> [Requirement]
Count how many lines in the records below contain the word "task". Reply with the number alone.

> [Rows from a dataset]
---

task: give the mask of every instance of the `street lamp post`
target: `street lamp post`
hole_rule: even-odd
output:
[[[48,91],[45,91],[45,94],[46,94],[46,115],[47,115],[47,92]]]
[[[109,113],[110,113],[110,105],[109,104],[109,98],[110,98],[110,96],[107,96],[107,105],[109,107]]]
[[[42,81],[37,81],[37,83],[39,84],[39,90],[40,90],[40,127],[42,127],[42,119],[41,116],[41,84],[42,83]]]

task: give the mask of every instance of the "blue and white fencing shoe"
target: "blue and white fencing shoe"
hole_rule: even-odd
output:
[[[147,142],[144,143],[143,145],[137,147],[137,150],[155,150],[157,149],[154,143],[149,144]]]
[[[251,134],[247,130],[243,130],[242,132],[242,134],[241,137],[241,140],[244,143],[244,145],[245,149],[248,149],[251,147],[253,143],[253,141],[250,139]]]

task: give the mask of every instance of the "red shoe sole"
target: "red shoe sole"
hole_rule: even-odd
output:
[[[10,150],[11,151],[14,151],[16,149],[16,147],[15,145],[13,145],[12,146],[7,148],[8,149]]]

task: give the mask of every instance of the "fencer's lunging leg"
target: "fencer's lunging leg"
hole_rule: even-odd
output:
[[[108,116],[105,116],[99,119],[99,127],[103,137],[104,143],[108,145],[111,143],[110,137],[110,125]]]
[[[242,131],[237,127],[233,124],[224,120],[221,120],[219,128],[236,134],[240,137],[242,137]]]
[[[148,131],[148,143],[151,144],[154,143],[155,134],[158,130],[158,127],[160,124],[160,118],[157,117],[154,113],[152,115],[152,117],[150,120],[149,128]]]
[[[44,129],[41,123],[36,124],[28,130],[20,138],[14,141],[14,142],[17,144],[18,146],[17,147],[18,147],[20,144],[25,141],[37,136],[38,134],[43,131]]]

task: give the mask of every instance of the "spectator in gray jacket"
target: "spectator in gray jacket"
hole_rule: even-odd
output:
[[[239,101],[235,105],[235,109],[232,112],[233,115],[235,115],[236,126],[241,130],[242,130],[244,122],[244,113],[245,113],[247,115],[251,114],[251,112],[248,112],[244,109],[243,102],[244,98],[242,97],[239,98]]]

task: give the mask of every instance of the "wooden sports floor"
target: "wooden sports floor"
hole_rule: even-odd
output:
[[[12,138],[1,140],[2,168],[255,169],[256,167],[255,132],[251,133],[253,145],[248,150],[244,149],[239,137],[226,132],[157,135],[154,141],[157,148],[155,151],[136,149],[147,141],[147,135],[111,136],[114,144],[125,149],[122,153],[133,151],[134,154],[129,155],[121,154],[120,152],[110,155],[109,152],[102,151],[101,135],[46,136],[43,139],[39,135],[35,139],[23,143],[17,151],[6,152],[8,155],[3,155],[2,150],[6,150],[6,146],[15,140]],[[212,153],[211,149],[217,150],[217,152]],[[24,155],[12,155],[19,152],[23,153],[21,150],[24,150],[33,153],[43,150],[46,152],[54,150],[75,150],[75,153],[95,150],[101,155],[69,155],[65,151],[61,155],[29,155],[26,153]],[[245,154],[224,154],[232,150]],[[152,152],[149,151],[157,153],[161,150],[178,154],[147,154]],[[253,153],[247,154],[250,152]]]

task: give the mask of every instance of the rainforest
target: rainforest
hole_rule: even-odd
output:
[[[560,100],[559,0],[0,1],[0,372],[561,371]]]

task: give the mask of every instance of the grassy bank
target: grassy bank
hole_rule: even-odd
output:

---

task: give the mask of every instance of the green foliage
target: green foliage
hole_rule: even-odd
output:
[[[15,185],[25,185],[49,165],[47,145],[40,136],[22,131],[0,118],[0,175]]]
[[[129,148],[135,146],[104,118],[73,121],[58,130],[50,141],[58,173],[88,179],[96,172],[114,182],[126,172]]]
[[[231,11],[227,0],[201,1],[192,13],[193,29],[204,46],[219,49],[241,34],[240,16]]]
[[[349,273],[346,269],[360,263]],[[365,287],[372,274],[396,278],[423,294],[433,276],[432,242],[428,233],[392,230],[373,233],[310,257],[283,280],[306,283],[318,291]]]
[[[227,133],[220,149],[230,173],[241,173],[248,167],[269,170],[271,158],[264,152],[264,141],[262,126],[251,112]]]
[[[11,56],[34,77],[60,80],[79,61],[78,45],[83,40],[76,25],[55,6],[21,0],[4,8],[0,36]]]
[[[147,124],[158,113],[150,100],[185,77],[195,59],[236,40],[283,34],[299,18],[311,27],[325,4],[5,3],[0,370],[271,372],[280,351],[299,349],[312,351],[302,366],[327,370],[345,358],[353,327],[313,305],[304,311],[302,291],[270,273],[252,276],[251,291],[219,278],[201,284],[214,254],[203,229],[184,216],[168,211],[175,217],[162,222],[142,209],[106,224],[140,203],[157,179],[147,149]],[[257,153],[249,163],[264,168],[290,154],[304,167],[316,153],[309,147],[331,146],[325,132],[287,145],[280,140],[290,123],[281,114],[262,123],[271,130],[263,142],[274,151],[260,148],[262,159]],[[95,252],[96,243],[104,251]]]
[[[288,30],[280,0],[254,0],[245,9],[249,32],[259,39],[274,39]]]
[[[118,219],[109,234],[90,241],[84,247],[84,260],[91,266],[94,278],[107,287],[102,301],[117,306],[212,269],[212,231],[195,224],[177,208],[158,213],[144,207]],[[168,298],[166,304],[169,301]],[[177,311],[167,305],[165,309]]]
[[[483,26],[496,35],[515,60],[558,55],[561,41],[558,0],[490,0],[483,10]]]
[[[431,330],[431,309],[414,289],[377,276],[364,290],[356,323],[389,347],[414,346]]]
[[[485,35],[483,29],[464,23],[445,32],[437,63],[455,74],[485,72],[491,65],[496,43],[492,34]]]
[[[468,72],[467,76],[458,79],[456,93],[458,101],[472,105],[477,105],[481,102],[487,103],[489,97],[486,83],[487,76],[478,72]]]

---

> [Answer below]
9